◆ **PROBLEM TO SOLVE**
Replace "pixel coordinates" with "pixel positions" in the part of the data that opens with the line containing "the asphalt road." and closes with the line containing "233 70 241 76", and give back only those lines with nothing else changed.

--- begin ---

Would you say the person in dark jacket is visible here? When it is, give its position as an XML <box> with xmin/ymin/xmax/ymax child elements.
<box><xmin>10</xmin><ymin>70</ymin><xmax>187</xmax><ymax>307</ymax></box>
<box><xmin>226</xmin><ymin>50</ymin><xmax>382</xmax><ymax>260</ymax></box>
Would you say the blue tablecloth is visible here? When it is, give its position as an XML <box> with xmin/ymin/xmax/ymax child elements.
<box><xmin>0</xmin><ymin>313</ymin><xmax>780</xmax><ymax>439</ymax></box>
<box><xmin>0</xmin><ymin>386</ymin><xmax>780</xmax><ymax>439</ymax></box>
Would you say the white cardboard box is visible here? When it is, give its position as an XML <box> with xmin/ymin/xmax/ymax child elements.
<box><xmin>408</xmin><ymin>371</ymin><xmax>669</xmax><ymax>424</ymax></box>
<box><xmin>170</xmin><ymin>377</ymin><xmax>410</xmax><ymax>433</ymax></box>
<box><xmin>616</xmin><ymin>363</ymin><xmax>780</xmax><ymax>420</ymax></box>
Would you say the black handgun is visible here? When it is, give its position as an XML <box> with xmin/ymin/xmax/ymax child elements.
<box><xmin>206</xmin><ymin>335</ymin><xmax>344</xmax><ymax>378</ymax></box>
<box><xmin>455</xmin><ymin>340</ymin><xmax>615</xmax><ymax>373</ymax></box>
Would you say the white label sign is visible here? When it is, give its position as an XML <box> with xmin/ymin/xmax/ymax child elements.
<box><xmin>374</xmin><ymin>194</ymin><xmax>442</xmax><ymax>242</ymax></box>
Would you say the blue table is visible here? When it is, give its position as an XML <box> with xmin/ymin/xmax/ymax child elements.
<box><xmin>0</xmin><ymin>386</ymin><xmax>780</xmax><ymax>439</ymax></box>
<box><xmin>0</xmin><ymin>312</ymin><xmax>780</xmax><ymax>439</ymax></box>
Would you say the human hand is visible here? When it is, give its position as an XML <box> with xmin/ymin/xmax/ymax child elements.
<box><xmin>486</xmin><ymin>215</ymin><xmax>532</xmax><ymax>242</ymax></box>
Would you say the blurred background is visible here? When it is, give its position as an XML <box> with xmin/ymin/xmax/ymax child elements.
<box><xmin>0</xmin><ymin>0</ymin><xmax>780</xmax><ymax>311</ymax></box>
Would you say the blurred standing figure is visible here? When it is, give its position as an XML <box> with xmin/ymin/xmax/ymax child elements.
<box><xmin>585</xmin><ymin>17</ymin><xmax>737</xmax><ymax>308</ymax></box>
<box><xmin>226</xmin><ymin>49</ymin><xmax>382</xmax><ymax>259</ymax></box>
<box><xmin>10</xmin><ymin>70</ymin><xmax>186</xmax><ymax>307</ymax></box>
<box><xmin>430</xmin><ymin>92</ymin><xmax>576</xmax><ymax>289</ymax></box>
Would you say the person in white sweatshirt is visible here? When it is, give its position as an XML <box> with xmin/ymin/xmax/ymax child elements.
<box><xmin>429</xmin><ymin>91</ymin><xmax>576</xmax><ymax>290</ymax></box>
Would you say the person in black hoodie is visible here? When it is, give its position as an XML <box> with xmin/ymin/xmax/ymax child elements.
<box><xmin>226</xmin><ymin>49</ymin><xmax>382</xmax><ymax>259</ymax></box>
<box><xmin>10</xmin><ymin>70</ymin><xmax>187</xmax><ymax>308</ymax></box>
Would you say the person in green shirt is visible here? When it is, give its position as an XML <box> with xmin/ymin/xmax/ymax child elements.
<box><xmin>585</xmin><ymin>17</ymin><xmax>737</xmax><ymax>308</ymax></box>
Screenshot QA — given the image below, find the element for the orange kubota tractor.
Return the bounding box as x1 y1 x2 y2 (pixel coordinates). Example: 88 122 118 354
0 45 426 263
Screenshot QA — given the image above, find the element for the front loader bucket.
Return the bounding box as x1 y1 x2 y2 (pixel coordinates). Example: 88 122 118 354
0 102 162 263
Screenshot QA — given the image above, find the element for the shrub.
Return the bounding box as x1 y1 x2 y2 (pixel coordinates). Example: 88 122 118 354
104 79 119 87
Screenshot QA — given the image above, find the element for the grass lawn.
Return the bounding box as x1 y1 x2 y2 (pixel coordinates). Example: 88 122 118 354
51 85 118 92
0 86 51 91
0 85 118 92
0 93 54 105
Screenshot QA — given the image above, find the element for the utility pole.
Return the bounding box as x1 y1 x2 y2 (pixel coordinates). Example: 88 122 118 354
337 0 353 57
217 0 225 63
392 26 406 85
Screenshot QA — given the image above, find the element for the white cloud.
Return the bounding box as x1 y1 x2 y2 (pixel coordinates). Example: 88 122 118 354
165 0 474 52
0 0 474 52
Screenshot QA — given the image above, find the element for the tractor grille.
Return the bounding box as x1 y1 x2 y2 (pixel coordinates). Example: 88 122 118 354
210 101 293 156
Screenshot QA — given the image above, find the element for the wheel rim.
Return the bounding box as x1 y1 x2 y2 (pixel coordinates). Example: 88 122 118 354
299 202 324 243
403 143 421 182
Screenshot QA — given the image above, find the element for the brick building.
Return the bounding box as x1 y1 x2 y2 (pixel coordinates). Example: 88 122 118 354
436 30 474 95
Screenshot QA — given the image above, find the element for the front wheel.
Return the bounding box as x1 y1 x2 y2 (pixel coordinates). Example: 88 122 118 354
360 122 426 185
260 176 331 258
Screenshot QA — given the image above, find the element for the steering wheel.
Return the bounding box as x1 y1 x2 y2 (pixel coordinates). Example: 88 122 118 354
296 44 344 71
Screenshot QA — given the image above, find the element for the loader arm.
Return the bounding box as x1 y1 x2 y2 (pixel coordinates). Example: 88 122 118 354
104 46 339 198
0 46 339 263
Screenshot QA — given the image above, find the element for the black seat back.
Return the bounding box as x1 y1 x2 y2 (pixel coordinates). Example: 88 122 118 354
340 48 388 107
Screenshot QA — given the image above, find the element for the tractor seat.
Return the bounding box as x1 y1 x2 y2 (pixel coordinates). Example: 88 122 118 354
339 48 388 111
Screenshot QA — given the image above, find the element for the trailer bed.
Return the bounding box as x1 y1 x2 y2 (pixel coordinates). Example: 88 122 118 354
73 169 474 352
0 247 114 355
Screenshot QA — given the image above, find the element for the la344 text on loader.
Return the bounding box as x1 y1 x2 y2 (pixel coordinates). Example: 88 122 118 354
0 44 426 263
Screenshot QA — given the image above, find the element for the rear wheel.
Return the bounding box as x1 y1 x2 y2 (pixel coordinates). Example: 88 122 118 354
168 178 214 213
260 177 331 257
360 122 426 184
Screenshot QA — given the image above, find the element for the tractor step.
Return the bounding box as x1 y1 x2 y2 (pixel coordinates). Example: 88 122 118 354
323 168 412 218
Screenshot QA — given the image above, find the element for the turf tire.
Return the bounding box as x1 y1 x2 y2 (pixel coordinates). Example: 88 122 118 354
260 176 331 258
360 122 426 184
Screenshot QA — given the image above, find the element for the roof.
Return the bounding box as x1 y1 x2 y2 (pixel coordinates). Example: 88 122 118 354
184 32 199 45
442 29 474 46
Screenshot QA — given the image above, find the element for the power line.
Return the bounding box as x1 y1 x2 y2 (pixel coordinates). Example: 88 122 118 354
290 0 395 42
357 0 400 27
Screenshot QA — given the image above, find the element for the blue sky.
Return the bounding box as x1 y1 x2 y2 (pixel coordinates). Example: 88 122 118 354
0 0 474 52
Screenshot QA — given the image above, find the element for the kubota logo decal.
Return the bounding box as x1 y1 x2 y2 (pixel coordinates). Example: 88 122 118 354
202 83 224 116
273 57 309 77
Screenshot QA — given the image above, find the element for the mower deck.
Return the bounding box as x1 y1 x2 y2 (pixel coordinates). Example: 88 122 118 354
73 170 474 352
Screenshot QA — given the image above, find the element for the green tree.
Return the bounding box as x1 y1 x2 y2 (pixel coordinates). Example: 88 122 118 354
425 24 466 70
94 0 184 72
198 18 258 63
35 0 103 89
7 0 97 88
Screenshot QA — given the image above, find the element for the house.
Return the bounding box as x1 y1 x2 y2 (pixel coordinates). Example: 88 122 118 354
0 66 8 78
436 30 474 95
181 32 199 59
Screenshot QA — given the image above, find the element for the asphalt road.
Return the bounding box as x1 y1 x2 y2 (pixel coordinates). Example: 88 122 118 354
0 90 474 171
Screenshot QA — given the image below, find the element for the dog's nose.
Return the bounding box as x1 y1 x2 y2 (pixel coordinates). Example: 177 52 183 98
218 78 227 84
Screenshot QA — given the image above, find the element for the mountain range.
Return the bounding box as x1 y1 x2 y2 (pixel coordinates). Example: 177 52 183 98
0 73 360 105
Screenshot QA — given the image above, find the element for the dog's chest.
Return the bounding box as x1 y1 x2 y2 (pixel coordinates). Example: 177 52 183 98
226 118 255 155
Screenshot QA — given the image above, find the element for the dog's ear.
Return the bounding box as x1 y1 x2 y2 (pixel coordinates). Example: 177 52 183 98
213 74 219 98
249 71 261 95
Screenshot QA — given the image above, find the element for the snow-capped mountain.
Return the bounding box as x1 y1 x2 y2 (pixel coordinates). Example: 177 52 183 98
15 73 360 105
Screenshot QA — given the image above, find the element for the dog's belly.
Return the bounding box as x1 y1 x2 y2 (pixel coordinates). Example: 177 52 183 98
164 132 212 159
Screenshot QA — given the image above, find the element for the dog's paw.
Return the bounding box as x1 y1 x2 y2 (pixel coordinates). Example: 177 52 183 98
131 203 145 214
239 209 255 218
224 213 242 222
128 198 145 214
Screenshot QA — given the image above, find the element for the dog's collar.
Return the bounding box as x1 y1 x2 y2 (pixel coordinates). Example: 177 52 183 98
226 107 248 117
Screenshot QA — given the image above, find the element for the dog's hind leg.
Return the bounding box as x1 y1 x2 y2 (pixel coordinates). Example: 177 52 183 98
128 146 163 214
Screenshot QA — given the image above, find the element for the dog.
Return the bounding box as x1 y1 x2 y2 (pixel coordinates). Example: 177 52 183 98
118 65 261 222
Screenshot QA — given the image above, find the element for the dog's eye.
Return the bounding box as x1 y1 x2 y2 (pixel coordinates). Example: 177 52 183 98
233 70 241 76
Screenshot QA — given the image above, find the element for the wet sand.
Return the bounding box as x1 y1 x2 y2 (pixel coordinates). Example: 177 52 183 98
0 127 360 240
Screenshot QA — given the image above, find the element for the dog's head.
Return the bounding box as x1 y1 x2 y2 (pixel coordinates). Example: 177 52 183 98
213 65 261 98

--- end ---

◆ **SOLUTION FOR THIS PROBLEM**
Screenshot QA — given the image above, find the element for the asphalt road.
Return the bounding box as x1 y1 x2 y2 (pixel positions). Example: 88 122 118 354
0 90 474 171
Screenshot QA — given the image below, find the element for the dog's nose.
Return the bounding box as x1 y1 x2 y2 (pixel positions). Example: 177 52 183 98
218 78 227 84
Screenshot QA — given the image above, find the element for the mountain range.
Return the bounding box as x1 y1 x2 y2 (pixel positions). Example: 177 52 183 98
0 73 360 105
Screenshot QA — given the image above, find the element for the dog's chest.
Return the bounding box as x1 y1 x2 y2 (pixel positions). Example: 177 52 183 98
226 118 255 155
Screenshot QA — given the image above, find the element for the dog's ear.
Return the bounding box as x1 y1 x2 y2 (pixel positions). Example: 177 52 183 98
213 74 219 98
249 71 261 95
Screenshot QA — given the image above, find the element for the snow-capped mountain.
Return the bounding box as x1 y1 x2 y2 (pixel positions). Example: 177 52 183 98
15 73 360 105
Screenshot QA — given the image above, find the element for the dog's belly.
Return the bounding box as x1 y1 x2 y2 (pixel positions). Example: 177 52 183 98
164 132 212 159
Screenshot QA — given the image above, find the element for the dog's paw.
Return the bounding box as x1 y1 x2 y2 (pixel positions). Example: 177 52 183 98
131 203 145 214
239 209 255 218
224 213 242 222
128 198 145 214
Screenshot QA — given the image above, find the element for the dog's collar.
Return the bounding box as x1 y1 x2 y2 (pixel positions). Example: 177 52 183 98
226 107 248 117
Screenshot QA — given the image above, find the element for the dog's hind leg.
Return the bounding box as x1 y1 x2 y2 (pixel positions). Example: 177 52 183 98
128 146 163 214
Screenshot QA — given the image above, find the element for the dog.
Return the bounding box as x1 y1 x2 y2 (pixel positions). Example: 177 52 183 98
118 65 261 222
Screenshot QA — given the image above, find the element for the dog's eye.
Return the bounding box as x1 y1 x2 y2 (pixel positions). Example: 177 52 183 98
233 70 241 76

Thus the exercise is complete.